::: Exercise material
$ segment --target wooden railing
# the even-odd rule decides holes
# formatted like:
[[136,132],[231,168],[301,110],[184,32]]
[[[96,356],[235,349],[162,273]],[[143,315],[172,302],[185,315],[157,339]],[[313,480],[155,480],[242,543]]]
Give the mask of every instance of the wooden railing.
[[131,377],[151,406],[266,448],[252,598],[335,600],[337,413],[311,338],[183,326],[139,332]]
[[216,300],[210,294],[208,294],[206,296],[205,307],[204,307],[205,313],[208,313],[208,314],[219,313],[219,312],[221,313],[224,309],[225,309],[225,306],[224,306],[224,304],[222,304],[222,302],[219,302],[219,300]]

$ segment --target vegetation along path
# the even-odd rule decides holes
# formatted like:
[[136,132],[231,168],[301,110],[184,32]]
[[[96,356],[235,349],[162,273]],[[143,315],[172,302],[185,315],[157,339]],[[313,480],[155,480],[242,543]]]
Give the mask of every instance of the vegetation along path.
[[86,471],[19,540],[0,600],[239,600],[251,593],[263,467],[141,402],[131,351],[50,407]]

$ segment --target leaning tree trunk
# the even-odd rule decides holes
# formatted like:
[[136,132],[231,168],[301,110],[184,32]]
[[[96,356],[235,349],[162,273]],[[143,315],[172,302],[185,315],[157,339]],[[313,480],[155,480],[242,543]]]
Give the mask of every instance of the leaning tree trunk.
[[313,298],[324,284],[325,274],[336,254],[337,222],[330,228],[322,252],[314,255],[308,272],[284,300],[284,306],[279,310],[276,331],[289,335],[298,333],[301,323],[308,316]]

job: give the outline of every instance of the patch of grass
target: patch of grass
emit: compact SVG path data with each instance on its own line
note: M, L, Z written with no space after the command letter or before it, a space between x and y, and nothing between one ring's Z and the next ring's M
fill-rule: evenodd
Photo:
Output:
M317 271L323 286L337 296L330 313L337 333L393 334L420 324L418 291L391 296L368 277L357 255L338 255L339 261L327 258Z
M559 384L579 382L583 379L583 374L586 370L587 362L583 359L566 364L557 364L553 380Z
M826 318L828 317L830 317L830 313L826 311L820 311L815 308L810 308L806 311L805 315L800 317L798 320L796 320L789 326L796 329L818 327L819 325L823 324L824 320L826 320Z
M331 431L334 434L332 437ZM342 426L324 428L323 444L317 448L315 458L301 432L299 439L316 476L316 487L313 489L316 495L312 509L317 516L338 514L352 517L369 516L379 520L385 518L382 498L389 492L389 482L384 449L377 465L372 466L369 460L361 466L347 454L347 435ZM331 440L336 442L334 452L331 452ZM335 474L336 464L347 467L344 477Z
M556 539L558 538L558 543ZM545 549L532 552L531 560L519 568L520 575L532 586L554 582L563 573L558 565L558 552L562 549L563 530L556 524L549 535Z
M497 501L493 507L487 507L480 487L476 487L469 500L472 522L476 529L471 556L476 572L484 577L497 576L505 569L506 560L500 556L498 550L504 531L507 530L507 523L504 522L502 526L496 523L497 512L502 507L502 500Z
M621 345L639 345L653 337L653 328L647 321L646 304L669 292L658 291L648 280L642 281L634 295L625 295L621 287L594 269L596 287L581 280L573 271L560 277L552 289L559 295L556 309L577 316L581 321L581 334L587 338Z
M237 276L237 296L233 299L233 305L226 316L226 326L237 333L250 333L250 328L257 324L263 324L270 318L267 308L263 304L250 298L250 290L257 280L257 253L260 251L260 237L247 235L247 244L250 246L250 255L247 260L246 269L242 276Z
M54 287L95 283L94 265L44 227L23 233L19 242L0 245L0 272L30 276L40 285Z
::::::
Work to complete → Would you output every entry exactly as it was written?

Expected answer →
$ segment --target wooden railing
# the even-odd rule decides holes
# formatted like:
[[136,132],[231,168],[301,110],[184,32]]
[[[96,356],[235,349],[162,273]],[[143,315],[172,302],[185,315],[157,339]],[[313,480],[155,480],[242,543]]]
Give the mask of every instance of the wooden railing.
[[131,377],[151,406],[266,448],[252,598],[335,600],[337,413],[311,338],[183,326],[139,332]]
[[216,300],[210,294],[208,294],[206,296],[205,307],[204,307],[205,313],[208,313],[208,314],[219,313],[219,312],[221,313],[224,309],[225,309],[225,306],[224,306],[224,304],[222,304],[222,302],[219,302],[219,300]]

$ segment --target vegetation along path
# the even-odd rule decides holes
# formatted like:
[[136,132],[231,168],[301,110],[184,32]]
[[[96,356],[235,349],[162,273]],[[143,315],[172,302],[185,315],[157,339]],[[313,480],[155,480],[242,543]]]
Give the mask of every instance of the vegetation along path.
[[86,471],[19,540],[0,600],[239,600],[251,593],[263,467],[141,402],[131,351],[50,407]]

$ segment --target leaning tree trunk
# the even-odd rule decides holes
# formatted like:
[[136,132],[231,168],[301,110],[184,32]]
[[[96,356],[235,349],[162,273]],[[143,315],[172,302],[185,315],[157,339]],[[313,480],[155,480],[242,543]]]
Give the mask of every instance of the leaning tree trunk.
[[313,298],[324,284],[325,274],[336,254],[337,222],[330,228],[322,252],[314,255],[308,272],[284,300],[284,306],[279,310],[276,331],[289,335],[298,333],[301,323],[308,316]]

job: give the outline of every instance of the patch of grass
target: patch of grass
emit: compact SVG path data with each instance on its own line
note: M, L, Z written with no space after the command letter or before it, a space between x and y, and nothing between one ring's Z and the next ring's M
fill-rule: evenodd
Photo:
Output:
M317 271L323 286L337 296L330 313L337 333L393 334L420 324L418 291L391 296L368 277L357 255L338 255L339 261L327 258Z
M559 384L579 382L583 379L583 374L586 370L587 362L583 359L566 364L557 364L553 380Z
M826 318L828 317L830 317L830 313L826 311L820 311L815 308L810 308L806 311L805 315L800 317L798 320L796 320L789 326L796 329L818 327L819 325L823 324L824 320L826 320Z
M331 431L334 434L332 437ZM342 426L324 428L323 444L317 448L315 458L301 432L299 439L316 476L316 487L313 489L316 495L312 509L317 516L338 514L352 517L369 516L379 520L385 518L382 498L389 492L389 482L384 449L377 465L372 466L369 460L361 466L347 454L347 435ZM331 440L336 442L334 452L331 452ZM335 474L336 464L347 467L344 477Z
M556 539L558 538L558 543ZM545 549L532 552L531 560L519 568L520 575L532 586L554 582L563 573L558 565L558 552L562 549L563 530L556 524L549 535Z
M497 501L493 507L487 507L480 487L476 487L469 500L472 522L476 529L471 556L476 572L484 577L497 576L505 569L506 560L500 556L498 550L504 531L507 530L507 523L504 522L502 526L496 523L497 512L502 507L502 500Z
M621 345L639 345L653 337L653 328L647 321L646 304L669 292L658 291L648 280L642 281L634 295L625 295L621 287L594 269L596 287L581 280L573 271L560 277L552 289L559 295L556 309L577 316L581 321L581 334L587 338Z
M237 276L237 296L233 299L233 305L226 316L226 326L237 333L250 333L250 328L257 324L263 324L270 318L267 308L263 304L250 298L250 290L257 280L257 253L260 251L260 237L247 235L247 244L250 246L250 255L247 260L246 269L242 276Z
M54 287L95 283L94 265L44 227L23 233L19 242L0 245L0 272L30 276L40 285Z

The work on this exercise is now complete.